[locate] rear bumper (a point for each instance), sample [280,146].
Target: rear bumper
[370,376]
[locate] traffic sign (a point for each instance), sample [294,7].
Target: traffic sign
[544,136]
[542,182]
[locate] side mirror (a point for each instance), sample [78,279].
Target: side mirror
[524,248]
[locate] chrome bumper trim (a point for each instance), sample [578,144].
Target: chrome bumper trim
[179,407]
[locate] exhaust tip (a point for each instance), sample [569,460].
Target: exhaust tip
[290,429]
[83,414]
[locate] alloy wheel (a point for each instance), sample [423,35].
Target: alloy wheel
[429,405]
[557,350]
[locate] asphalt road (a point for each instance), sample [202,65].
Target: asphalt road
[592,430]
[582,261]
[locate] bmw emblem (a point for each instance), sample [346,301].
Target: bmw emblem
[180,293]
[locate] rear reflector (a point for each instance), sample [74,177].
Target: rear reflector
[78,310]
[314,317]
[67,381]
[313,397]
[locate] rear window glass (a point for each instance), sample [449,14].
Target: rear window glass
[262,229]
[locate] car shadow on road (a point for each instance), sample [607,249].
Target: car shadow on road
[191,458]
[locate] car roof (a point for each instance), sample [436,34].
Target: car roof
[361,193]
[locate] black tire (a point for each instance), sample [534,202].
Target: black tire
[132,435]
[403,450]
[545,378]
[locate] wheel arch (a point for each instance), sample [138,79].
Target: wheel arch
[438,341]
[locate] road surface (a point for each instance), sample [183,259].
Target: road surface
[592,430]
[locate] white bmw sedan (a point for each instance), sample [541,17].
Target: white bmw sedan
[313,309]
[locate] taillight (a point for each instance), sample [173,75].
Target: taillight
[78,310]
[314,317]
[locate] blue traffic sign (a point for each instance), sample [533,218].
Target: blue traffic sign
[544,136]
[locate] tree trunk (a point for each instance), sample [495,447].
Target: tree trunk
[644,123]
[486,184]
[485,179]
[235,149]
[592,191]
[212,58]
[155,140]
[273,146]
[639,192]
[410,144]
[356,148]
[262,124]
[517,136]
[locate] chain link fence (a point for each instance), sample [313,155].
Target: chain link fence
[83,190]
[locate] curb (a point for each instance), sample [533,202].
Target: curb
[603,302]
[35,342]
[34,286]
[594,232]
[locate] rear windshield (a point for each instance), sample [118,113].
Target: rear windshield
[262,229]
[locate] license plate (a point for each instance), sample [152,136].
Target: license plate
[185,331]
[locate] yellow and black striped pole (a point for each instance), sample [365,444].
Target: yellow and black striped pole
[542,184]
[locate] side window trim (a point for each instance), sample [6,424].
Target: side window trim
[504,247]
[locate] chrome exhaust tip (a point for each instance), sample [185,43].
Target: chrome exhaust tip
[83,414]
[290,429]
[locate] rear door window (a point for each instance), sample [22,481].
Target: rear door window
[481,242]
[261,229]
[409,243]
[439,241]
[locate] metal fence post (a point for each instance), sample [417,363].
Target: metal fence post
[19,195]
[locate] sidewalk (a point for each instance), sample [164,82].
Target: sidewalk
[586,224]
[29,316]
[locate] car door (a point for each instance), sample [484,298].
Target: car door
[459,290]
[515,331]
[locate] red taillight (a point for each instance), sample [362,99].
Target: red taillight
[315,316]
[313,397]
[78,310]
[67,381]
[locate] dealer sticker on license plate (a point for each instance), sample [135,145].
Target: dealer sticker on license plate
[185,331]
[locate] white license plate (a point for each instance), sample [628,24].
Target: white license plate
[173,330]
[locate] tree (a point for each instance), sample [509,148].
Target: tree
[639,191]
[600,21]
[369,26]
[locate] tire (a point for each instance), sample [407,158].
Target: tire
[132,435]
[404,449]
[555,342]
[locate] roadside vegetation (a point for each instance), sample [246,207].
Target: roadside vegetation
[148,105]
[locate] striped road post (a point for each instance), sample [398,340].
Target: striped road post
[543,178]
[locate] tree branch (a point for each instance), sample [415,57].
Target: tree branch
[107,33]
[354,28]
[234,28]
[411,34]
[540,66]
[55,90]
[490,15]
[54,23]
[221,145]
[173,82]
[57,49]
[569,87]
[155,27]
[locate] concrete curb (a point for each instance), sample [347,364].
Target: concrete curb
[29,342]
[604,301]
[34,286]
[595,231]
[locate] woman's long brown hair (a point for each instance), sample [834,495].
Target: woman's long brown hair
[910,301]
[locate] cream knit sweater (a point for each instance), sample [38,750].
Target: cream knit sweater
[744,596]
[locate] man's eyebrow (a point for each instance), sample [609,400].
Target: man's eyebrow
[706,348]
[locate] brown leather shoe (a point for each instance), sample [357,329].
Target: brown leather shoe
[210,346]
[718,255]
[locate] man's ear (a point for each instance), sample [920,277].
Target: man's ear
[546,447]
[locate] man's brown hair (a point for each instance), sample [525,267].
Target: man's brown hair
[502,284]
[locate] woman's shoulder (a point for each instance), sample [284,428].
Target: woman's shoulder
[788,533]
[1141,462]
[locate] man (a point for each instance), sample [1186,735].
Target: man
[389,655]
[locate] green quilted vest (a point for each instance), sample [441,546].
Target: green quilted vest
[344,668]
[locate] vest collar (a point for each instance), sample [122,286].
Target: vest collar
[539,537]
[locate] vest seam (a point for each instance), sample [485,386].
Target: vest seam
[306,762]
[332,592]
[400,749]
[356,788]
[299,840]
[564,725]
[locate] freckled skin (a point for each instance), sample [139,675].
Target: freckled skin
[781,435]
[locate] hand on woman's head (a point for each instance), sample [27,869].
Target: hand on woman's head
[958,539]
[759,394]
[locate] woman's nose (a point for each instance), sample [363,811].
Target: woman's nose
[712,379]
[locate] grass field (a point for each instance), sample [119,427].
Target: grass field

▶ **OBJECTIVE**
Switch every "sample" in the items above to "reference", and leave everything else unchanged.

▶ **ANSWER TO THIS TASK**
[locate] rear bumper (a point for each instance), reference [280,146].
Target: rear bumper
[370,376]
[locate] traffic sign (a point for each instance), reference [294,7].
Target: traffic sign
[544,136]
[542,182]
[locate] side mirror (a point for each instance), reference [78,279].
Target: side mirror
[524,248]
[locate] chrome bumper trim (a point for each instance), reference [578,144].
Target: chrome bumper trim
[179,407]
[locate] exhaust tip (a point for each instance), reference [569,460].
Target: exhaust tip
[290,429]
[83,414]
[locate] alloy wheel (a point for each instance), reference [423,35].
Target: alloy wheel
[429,405]
[557,350]
[locate] asphalt road (a point for each instance), reference [202,65].
Target: asphalt road
[592,430]
[582,261]
[locate] bmw emblem (a point for each instance), reference [346,301].
Target: bmw emblem
[180,293]
[locate] rear reflector (a point for each instance), reference [74,177].
Target: rear reflector
[78,310]
[314,317]
[67,381]
[313,397]
[locate] rear window glass (a point for each instance), reference [449,14].
Target: rear window glass
[262,229]
[locate] car shadow on road (a point for each instance), reference [607,249].
Target: car shadow on road
[191,458]
[locate] car roof (a point for each instance), reference [436,34].
Target: car roof
[361,193]
[locate] black tire (a point for each instance), reference [534,202].
Target: black tire
[132,435]
[403,450]
[545,378]
[locate] wheel arch (a point for each instance), reference [138,79].
Target: wheel arch
[438,341]
[locate] road surface (a point for each instance), reference [183,259].
Target: road surface
[592,430]
[locate] white bmw sedan (a point for each instance), reference [541,17].
Target: white bmw sedan
[313,309]
[locate] taillight (a point for each instance), reference [173,75].
Target: taillight
[78,310]
[314,317]
[locate] blue traffic sign (a point for each instance), reference [533,218].
Target: blue traffic sign
[544,136]
[locate] tree trunk (a point for each instance), reference [495,447].
Target: tree trunk
[644,123]
[486,184]
[485,179]
[235,149]
[592,191]
[212,58]
[155,140]
[273,146]
[639,192]
[410,144]
[356,148]
[262,124]
[517,136]
[locate] chain link fence (a point for each instance), reference [313,155].
Target: chain link fence
[83,190]
[locate] curb (a point for each instance), reference [533,202].
Target: curb
[603,302]
[35,342]
[34,286]
[594,232]
[locate] rear windshield (a point for each instance), reference [118,113].
Target: rear windshield
[262,229]
[locate] license plate (a point for each instance), reference [152,136].
Target: license plate
[185,331]
[locate] yellow and black striped pole (a point for each instance), reference [365,444].
Target: yellow and black striped pole
[542,184]
[locate] side window trim (a point for each instance), reference [6,424].
Target: side window trim
[504,247]
[locate] chrome exhaust tip (a point for each instance), reference [185,43].
Target: chrome exhaust tip
[83,414]
[290,429]
[locate] rear door window (a point for each instance), reference [22,481].
Target: rear door window
[481,242]
[261,229]
[409,243]
[439,241]
[locate] metal fence post (a point for each instance), reference [417,363].
Target: metal fence post
[19,195]
[locate] sidewalk (a point for each instance), reference [164,82].
Target: sidewalk
[586,224]
[29,316]
[locate] car door (a point for each instance), reference [484,298].
Target: car door
[459,290]
[515,331]
[locate] red taillight (a point for each instance), reference [362,99].
Target: red taillight
[315,316]
[313,397]
[78,310]
[67,381]
[locate] dealer sticker on license plate (a point for each instance), reference [135,145].
Target: dealer sticker on license plate
[185,331]
[locate] white license plate (a point for each instance), reference [628,24].
Target: white license plate
[173,330]
[locate] tree (a point for each instance), reference [509,148].
Target: tree
[639,191]
[600,21]
[369,26]
[locate] tire (a point for each instance), reference [407,158].
Target: tire
[132,435]
[404,449]
[555,342]
[locate] roadside vegetation (a point for each instance), reference [246,207].
Target: roadside vegetation
[148,105]
[locate] striped road post (a point for each instance), reference [398,340].
Target: striped road post
[543,178]
[locate] tree branch (a point for each instance), reference [415,57].
Target: tree branch
[107,33]
[354,28]
[234,28]
[411,34]
[540,66]
[55,90]
[490,15]
[54,23]
[221,145]
[173,82]
[57,49]
[569,87]
[155,27]
[locate] concrete curb (a point for each instance), reference [347,364].
Target: concrete curb
[29,342]
[604,301]
[34,286]
[595,231]
[locate] woman's long brown hair (a point for each instance), reference [834,495].
Target: woman's long brown hair
[910,301]
[locate] cream knit sweater (a point for each instance), reference [38,750].
Target: cream knit sweater
[744,596]
[locate] man's eyebrow (a point for each instance), reference [609,400].
Target: man's eyebrow
[706,348]
[locate] brown leather shoe (a point for each instance), reference [357,329].
Target: brown leather shoe
[210,346]
[718,255]
[locate] man's ear (a point for each instance), reference [920,277].
Target: man's ear
[546,447]
[locate] man's brown hair (a point for each instance), reference [525,267].
Target: man's brown hair
[502,284]
[locate] woman's shoulder (a point for each instance), reference [284,428].
Target: woman's shoulder
[788,533]
[1141,462]
[locate] man (a point for each instance), reference [1186,735].
Target: man
[389,655]
[locate] green quilted vest (a point for each instance), reference [441,546].
Target: green quilted vest
[344,668]
[locate] vest collar (a point for each instance), reference [122,286].
Target: vest collar
[539,537]
[locate] vest seam (a point for each instance), reference [485,386].
Target: vest seam
[306,762]
[332,592]
[400,749]
[356,788]
[299,840]
[564,725]
[locate] freckled skin (a point for each instance), reference [139,675].
Target: freckled skin
[781,435]
[locate] hand on woman's head (a point for each instance), reference [27,869].
Target: hand on woman's head
[958,539]
[759,394]
[locate] woman's nose (a point for each instance), reference [363,811].
Target: woman's nose
[712,379]
[locate] grass field (a point for each instance), reference [119,427].
Target: grass field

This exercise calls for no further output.